Assignment: Write out again, exactly as they appear, the lines from the start of the data below through the line with "the stone archway"; no pictures.
(Beginning of Available data)
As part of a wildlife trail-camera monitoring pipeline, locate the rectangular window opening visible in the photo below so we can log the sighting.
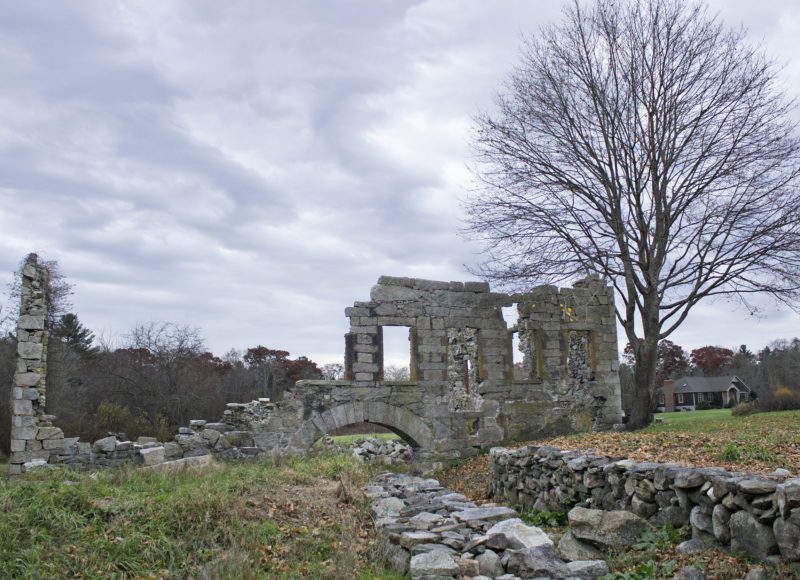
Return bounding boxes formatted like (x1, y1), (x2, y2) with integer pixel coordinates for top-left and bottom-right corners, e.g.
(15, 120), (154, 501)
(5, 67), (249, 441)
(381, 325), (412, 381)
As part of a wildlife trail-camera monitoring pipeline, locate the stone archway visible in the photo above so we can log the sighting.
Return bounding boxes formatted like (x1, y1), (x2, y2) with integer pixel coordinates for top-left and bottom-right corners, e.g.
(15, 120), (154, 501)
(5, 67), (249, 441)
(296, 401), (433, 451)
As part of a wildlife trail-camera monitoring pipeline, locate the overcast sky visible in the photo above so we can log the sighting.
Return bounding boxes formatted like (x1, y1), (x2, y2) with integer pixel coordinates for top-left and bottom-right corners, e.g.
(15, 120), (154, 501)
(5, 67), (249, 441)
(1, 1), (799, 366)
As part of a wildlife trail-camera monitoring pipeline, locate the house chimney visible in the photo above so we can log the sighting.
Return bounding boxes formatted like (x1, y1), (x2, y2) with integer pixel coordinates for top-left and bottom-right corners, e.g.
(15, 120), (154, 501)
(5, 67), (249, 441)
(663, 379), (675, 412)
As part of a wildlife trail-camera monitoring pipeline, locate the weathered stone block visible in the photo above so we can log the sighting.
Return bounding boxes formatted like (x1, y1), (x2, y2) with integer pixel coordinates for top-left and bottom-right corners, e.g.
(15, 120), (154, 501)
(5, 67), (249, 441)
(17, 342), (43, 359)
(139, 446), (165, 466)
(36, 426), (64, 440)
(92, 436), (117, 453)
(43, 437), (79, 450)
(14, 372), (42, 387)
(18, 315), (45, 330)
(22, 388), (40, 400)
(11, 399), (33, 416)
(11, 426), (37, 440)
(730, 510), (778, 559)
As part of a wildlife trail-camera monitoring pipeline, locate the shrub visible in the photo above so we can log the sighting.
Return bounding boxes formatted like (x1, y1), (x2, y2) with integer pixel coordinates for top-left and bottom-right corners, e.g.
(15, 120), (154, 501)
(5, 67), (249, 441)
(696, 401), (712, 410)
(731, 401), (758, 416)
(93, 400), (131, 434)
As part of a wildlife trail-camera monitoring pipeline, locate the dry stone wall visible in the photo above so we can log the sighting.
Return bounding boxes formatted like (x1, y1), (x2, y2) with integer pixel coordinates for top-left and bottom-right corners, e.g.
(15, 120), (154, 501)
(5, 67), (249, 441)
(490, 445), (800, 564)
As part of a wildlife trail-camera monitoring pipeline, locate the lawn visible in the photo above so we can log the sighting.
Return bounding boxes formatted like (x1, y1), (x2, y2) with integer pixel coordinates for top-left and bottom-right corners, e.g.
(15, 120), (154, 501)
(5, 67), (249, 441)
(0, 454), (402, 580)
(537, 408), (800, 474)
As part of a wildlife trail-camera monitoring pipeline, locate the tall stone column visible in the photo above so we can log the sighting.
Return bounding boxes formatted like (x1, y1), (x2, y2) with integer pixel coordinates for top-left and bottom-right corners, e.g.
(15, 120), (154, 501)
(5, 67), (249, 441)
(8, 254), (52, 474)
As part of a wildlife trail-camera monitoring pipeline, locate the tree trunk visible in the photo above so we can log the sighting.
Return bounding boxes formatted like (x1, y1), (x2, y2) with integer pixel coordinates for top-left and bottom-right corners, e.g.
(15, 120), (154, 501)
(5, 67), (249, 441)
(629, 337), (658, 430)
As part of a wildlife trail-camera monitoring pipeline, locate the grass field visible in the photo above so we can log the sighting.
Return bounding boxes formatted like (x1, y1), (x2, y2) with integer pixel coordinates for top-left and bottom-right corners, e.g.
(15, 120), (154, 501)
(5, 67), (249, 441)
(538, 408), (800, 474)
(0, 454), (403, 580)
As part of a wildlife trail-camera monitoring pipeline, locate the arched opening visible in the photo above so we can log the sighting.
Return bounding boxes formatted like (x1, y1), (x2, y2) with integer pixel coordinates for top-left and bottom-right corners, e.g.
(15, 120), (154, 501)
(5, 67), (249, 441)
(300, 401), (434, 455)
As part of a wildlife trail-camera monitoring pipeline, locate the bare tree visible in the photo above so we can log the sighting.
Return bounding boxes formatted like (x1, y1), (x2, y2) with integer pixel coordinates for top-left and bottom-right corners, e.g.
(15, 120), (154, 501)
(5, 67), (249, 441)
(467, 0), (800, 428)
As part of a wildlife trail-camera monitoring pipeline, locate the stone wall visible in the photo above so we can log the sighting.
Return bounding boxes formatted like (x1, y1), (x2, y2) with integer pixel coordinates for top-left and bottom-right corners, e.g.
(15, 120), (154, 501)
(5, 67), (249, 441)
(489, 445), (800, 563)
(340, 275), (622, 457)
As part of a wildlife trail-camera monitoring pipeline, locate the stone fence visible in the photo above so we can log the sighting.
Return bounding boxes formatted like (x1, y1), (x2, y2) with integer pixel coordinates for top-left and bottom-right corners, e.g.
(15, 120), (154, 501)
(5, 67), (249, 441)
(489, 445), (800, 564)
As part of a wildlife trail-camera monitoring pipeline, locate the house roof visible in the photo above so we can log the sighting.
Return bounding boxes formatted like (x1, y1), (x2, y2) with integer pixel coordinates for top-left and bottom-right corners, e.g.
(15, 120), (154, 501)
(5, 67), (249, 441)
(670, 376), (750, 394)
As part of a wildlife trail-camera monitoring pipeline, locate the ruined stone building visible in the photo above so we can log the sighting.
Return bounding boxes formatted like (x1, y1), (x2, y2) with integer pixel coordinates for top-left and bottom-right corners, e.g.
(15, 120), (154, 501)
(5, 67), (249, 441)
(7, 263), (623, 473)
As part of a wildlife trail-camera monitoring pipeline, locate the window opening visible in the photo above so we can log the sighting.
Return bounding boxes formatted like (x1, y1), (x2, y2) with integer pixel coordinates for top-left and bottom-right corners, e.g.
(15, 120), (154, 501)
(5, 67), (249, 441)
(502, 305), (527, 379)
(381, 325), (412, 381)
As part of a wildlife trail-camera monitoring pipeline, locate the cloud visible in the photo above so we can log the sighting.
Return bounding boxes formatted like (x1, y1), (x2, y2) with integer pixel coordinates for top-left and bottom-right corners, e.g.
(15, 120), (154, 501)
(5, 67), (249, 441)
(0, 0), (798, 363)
(End of Available data)
Response:
As part of a wildlife trail-camera monitoring pipeline, locate the rectangular window opening visible in the photo below so we can log the sighting.
Return bounding boxes formatted like (x1, y1), (x2, y2) with integer pixel coordinates for top-left and bottom-right corners, e.g.
(15, 120), (154, 501)
(5, 67), (249, 441)
(381, 325), (412, 381)
As part of a wildlife trail-camera monitoring pipeline, locate the stone archway visible in the photo above so we can log the sighting.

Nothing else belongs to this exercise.